SHORT EXERCISE 1
Pick out every line in the records further down that contains the string "brick", and copy each of those lines.

1. Where one Contracting Party has provided a financial guarantee against non-commercial risks in respect of an investment made by one of its investors in the territory of the other Contracting Party, the latter Contracting Party shall, once the former Contracting Party has made a first payment in connection with the financial guarantee, recognize the transfer to the former Contracting Party of the economic rights of the investor. Such transfer shall enable the former Contracting Party to be the direct beneficiary of any payments in compensation to which the original investor might be entitled.

2. Subrogation shall apply in respect of rights of ownership, use or enjoyment or any other property right only if the relevant authorizations required under the laws in force in the Contracting Party in which the investment was made have first been obtained.

Article 10. Disputes between the Parties as to Interpretation of the Agreement

1. Any dispute between the Contracting Parties relating to the interpretation or application of this Agreement shall, to the extent possible, be settled by the Governments of the two Contracting Parties.

2. If a dispute cannot be thus settled within six months from the start of the negotiations, it shall, at the request of either of the two Contracting Parties, be submitted to an arbitral tribunal.

3. The arbitral tribunal shall consist of three arbitrators and shall be constituted as follows: each Contracting Party shall appoint one arbitrator and these two arbitrators shall select a national of a third State as president. Two arbitrators shall be appointed within three months and the president within five months from the date on which either of the two Contracting Parties informs the other Contracting Party of its intention to submit the dispute to an arbitral tribunal.

4. If either Contracting Party fails to appoint its arbitrator within the period specified, the other Contracting Party may invite the Secretary-General of the United Nations to make the necessary appointment. Where the two arbitrators are unable to agree on the appointment of the third arbitrator within the designated period, either Contracting Party may invite the Secretary-General of the United Nations to make the necessary appointment.

5. The arbitral tribunal shall issue its ruling in accordance with the law, of the provisions of the present Agreement or of other agreements in force between the Contracting Parties, and the universally recognized principles of international law.

6. Unless the Contracting Parties decide otherwise, the tribunal shall determine its own procedures.

7. The tribunal shall take its decision by a majority of votes, and such decision shall be final and binding on both Contracting Parties.

8. Each Contracting Party shall defray the expenses of the arbitrator appointed by it and of its representation in the arbitral proceedings. The other expenses, including those of the president, shall be shared equitably by the two Contracting Parties.

SHORT EXERCISE 2
Carry the investment agreement text above forward from its last sentence, in the same style.

DATA SECTION
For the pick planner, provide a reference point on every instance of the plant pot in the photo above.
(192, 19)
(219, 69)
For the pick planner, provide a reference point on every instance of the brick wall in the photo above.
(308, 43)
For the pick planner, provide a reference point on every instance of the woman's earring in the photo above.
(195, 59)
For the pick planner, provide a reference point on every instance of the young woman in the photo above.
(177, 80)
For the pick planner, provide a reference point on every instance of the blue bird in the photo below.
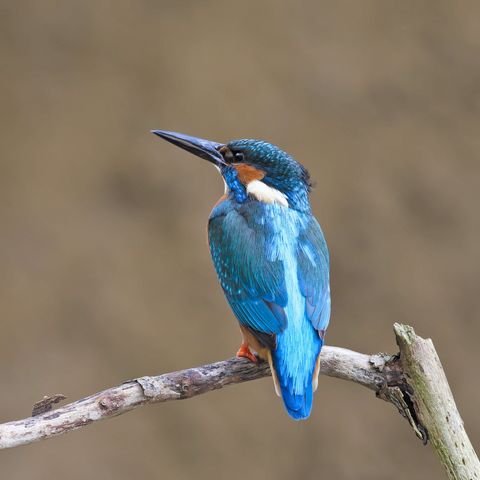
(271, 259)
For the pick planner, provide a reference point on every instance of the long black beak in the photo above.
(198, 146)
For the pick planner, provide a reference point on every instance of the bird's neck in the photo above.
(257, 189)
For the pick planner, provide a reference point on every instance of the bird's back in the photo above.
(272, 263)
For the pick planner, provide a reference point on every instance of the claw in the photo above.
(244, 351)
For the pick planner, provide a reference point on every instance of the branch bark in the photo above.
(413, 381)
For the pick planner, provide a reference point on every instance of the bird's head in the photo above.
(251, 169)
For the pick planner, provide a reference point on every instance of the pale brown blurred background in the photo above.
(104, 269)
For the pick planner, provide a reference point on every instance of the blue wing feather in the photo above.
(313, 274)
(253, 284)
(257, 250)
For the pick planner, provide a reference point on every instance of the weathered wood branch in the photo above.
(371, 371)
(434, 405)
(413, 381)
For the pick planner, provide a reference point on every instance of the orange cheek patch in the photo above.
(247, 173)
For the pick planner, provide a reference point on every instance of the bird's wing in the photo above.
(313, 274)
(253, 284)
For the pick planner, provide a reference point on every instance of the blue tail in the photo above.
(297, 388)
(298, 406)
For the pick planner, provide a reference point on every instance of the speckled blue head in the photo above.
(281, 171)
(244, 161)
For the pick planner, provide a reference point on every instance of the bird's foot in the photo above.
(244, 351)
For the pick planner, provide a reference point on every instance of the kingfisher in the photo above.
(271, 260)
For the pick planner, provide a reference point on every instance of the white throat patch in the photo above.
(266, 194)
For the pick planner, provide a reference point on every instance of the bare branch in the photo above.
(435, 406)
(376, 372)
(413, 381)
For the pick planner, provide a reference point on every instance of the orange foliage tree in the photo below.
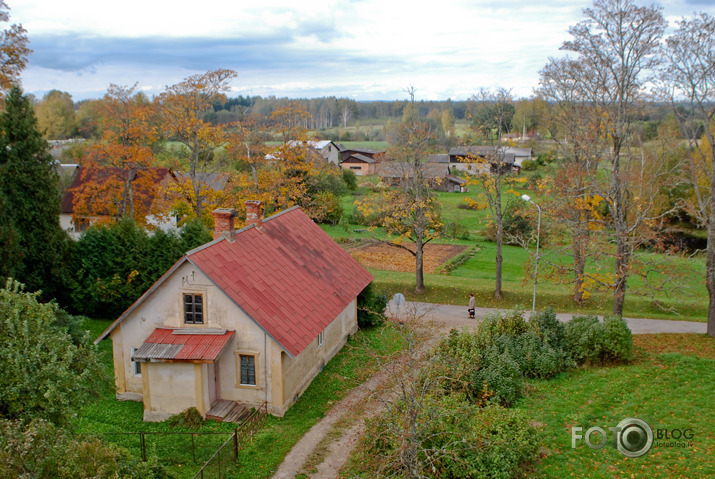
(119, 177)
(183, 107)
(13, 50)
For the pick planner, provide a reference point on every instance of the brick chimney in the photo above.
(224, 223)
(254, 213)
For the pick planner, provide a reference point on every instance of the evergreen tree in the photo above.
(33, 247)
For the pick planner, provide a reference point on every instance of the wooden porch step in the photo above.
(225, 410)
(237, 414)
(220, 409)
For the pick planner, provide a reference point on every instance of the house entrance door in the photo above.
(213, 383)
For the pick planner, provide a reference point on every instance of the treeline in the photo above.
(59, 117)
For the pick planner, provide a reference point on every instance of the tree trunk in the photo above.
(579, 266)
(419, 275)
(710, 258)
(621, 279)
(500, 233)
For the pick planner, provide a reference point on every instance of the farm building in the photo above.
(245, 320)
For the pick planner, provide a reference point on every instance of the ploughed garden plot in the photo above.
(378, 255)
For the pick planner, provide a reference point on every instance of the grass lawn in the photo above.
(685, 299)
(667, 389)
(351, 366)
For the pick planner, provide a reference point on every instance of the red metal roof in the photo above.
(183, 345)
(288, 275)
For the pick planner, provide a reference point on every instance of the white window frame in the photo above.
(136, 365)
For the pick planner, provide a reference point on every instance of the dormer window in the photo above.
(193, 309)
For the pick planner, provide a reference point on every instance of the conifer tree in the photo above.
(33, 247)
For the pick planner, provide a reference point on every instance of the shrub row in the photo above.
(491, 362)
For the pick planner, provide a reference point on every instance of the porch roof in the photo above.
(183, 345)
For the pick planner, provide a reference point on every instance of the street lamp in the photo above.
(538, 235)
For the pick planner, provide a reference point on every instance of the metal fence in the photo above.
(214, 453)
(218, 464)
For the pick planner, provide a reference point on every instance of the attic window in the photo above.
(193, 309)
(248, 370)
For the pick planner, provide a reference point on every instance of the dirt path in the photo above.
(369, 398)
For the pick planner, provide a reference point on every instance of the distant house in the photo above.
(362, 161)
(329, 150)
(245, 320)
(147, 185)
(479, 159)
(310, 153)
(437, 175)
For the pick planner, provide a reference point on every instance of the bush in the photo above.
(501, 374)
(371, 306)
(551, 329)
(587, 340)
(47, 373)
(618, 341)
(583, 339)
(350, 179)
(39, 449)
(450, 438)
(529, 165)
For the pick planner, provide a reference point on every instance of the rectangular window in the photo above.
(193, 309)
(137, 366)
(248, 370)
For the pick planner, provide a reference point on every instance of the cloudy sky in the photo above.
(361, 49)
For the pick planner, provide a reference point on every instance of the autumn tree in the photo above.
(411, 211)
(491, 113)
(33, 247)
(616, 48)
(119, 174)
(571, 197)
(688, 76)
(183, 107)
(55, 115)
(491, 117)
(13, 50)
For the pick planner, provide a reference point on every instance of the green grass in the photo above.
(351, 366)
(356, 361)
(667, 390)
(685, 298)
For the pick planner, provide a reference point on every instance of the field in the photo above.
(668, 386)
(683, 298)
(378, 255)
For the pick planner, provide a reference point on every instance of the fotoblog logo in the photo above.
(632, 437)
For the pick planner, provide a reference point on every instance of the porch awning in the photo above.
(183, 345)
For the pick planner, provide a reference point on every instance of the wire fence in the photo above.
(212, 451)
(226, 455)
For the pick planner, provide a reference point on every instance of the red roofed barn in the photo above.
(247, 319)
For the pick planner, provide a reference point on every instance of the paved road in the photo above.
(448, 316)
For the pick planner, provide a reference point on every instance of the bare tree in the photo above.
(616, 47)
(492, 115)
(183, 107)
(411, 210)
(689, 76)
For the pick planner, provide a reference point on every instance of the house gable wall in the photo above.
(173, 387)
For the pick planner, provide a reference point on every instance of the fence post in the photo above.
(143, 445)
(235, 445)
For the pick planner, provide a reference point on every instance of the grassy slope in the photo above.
==
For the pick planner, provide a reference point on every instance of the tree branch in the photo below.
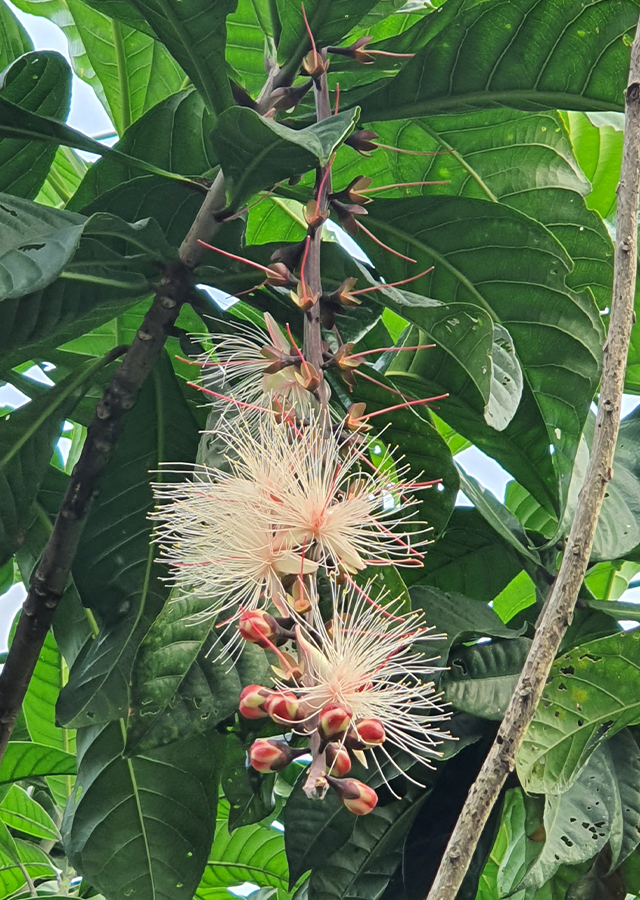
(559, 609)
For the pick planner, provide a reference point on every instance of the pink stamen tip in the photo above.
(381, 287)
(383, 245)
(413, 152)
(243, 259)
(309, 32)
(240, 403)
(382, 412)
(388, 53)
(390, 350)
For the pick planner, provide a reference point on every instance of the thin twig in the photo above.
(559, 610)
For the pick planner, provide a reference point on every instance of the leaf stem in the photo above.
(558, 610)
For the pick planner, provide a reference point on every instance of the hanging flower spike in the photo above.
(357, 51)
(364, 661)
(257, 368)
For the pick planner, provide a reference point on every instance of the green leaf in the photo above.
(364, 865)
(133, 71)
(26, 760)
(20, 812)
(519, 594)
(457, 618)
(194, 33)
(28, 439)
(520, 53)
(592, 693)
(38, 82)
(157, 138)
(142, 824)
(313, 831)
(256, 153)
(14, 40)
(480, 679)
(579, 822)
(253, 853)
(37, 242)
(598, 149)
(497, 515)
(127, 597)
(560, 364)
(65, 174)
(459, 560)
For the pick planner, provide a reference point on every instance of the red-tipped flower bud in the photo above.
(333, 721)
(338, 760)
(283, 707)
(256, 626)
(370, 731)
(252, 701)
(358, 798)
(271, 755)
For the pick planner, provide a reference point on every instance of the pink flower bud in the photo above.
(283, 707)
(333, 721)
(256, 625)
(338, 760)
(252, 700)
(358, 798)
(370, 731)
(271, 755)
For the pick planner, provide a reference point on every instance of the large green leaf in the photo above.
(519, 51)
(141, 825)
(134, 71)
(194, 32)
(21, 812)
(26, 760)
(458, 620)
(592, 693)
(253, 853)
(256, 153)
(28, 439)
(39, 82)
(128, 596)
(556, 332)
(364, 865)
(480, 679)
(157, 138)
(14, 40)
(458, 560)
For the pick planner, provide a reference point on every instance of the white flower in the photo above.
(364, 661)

EXERCISE ANSWER 1
For the pick planner, provide a reference point on every instance of the brick wall in the photo above.
For the pick planner, provide a reference point on every instance of the brick chimney in the photo above.

EXERCISE ANSWER 2
Article 11. Settlement of Disputes between a Contracting Party and Investors of the other Contracting Party

1. Any investment-related dispute which may arise between a Contracting Party and an investor of the other Contracting Party with respect to issues regulated by this Agreement shall be notified in writing by the investor, together with a detailed report, to the host Contracting Party of the investment. The parties to the dispute shall, as far as possible and without prejudice to the legal procedures of the host Contracting Party of the investment, endeavour to settle such differences amicably.

2. If the dispute cannot be thus settled within six months from the date of the written notification mentioned in paragraph 1, it shall be submitted for arbitration at the request of either of the parties to the dispute to an ad hoc arbitral tribunal established under the Arbitration Rules of the United Nations Commission on International Trade Law.

Arbitration shall be based on: (a) The provisions of the present Agreement;

(b) The national law of the Contracting Party in whose territory the investment was made, including the rules on conflict of laws; and

(c) The generally accepted rules and principles of international law.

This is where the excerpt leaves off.